#### MATERIAL PROVIDED ####

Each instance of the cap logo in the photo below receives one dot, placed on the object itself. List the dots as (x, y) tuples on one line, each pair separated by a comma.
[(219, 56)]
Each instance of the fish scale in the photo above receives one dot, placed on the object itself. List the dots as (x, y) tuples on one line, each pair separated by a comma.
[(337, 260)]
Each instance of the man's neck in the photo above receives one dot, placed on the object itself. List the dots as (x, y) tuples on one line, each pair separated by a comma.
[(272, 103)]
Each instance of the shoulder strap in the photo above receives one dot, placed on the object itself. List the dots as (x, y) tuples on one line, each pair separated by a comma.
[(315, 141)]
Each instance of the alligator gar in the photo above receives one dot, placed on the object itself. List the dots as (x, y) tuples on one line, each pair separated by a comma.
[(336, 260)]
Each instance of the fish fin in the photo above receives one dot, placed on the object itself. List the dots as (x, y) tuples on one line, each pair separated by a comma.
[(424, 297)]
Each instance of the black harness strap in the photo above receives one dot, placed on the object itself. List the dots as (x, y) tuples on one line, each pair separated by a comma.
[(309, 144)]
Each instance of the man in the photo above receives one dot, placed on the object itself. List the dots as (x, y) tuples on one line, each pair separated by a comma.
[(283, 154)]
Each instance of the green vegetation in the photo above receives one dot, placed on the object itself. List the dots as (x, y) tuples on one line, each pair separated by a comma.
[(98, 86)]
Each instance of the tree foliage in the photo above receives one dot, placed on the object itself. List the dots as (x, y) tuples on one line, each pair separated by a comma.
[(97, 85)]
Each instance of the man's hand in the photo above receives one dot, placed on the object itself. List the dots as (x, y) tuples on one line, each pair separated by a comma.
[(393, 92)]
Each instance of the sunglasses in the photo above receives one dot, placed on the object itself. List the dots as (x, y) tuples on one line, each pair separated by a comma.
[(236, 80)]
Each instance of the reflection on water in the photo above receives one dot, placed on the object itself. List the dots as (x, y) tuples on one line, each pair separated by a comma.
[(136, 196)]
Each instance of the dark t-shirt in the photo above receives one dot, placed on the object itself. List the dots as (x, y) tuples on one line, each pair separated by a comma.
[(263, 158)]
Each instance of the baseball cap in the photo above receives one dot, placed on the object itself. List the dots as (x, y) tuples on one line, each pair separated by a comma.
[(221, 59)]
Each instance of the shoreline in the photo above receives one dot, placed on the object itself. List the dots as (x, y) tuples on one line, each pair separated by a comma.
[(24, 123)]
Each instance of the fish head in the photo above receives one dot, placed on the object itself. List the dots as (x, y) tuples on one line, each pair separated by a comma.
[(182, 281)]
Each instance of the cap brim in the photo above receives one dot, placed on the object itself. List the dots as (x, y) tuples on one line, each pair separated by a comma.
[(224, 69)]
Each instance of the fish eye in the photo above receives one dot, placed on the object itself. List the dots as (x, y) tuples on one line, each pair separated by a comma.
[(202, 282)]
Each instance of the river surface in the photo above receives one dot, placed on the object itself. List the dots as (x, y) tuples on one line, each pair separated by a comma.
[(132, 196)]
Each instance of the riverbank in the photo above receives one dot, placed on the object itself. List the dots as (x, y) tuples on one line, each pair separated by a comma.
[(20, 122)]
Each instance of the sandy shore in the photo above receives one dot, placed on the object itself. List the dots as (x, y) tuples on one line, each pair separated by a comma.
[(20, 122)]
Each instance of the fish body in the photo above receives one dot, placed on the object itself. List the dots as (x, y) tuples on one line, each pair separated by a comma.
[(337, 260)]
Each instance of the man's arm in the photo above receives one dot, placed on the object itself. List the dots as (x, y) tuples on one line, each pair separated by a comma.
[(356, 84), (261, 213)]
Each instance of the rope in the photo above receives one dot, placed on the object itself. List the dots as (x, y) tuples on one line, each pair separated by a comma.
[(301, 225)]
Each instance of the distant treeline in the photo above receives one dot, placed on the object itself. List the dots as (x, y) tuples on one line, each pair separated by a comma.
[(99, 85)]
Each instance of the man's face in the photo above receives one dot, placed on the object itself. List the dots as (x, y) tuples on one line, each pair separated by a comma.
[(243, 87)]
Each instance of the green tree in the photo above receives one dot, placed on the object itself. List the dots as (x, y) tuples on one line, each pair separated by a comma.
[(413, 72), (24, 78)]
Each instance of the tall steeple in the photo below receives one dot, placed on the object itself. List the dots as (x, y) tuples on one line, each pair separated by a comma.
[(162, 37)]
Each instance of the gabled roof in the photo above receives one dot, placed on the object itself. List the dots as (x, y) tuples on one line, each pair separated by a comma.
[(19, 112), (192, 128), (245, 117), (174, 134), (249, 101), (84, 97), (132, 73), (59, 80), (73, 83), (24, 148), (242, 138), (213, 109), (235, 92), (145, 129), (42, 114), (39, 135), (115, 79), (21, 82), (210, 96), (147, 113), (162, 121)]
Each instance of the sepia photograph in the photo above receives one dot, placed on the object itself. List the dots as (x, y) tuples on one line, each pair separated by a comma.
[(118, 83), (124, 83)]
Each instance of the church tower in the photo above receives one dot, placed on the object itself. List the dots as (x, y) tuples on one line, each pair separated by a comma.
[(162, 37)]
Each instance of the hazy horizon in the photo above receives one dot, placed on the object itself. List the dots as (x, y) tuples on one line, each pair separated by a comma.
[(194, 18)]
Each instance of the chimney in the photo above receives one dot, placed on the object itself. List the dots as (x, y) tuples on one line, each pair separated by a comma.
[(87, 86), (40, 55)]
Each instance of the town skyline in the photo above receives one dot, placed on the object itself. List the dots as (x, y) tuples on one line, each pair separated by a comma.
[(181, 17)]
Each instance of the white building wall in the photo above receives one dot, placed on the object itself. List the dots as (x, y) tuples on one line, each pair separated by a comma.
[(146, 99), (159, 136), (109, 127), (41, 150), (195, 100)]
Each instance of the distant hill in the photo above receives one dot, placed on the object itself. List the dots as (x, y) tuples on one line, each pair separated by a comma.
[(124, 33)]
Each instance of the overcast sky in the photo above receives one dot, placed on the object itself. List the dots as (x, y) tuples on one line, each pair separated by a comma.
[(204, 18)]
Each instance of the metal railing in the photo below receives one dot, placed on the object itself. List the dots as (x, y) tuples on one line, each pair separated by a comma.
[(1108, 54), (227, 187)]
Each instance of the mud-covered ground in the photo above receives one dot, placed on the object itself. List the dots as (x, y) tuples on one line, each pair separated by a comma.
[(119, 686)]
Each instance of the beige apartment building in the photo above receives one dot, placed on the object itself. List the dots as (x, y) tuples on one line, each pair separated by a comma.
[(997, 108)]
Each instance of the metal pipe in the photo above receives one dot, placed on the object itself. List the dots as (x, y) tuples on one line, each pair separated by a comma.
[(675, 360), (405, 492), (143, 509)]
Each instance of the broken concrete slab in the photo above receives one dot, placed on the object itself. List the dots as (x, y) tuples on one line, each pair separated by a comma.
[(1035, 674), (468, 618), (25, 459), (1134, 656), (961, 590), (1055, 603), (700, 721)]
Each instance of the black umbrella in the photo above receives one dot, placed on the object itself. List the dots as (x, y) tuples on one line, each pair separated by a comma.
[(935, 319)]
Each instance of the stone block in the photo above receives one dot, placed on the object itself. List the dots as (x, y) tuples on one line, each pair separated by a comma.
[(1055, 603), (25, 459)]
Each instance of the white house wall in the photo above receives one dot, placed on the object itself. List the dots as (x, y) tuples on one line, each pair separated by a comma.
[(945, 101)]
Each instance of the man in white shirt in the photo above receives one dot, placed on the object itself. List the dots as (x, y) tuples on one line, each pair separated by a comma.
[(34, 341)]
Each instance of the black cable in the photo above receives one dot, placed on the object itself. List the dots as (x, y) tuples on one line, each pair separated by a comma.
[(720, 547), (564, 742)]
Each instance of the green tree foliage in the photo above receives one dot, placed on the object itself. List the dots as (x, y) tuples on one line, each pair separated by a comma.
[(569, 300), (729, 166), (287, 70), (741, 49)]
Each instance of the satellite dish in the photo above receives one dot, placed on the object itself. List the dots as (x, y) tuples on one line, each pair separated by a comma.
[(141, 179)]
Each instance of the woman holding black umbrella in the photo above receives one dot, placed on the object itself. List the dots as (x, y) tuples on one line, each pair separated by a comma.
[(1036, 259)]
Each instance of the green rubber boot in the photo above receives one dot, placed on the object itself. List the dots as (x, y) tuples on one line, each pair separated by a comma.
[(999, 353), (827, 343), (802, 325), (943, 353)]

####

**THE REQUEST:**
Set down, word for word, only the lines running from the line with "Each instance of the green tree foliage" to the last line of the listing above. Both of those lines belong in your answer.

**FULL ANSWER:**
Each instance of the green tree foliage in the photo above receives one dot, placed on the object itself. List the dots as (x, y) tuples on one line, each pair separated by a comma.
[(569, 300), (729, 166), (287, 70), (741, 49)]
Each instance of the satellite dish in the photo above receives one dot, placed on the object itself. List the dots as (x, y) tuples on one line, each pair separated by a comma.
[(141, 179)]
Each instance of the woman holding black umbrella in the photo above receives one dot, placed on the object itself. List the dots as (x, y) tuples on one line, each pair separated by a comma.
[(1036, 259)]
Each instance of the green rubber boot in the photo above receives one dot, placed on the object itself. List the dots as (x, y) tuples on one line, each pair separated by a comma.
[(999, 353), (827, 343), (802, 325), (943, 353)]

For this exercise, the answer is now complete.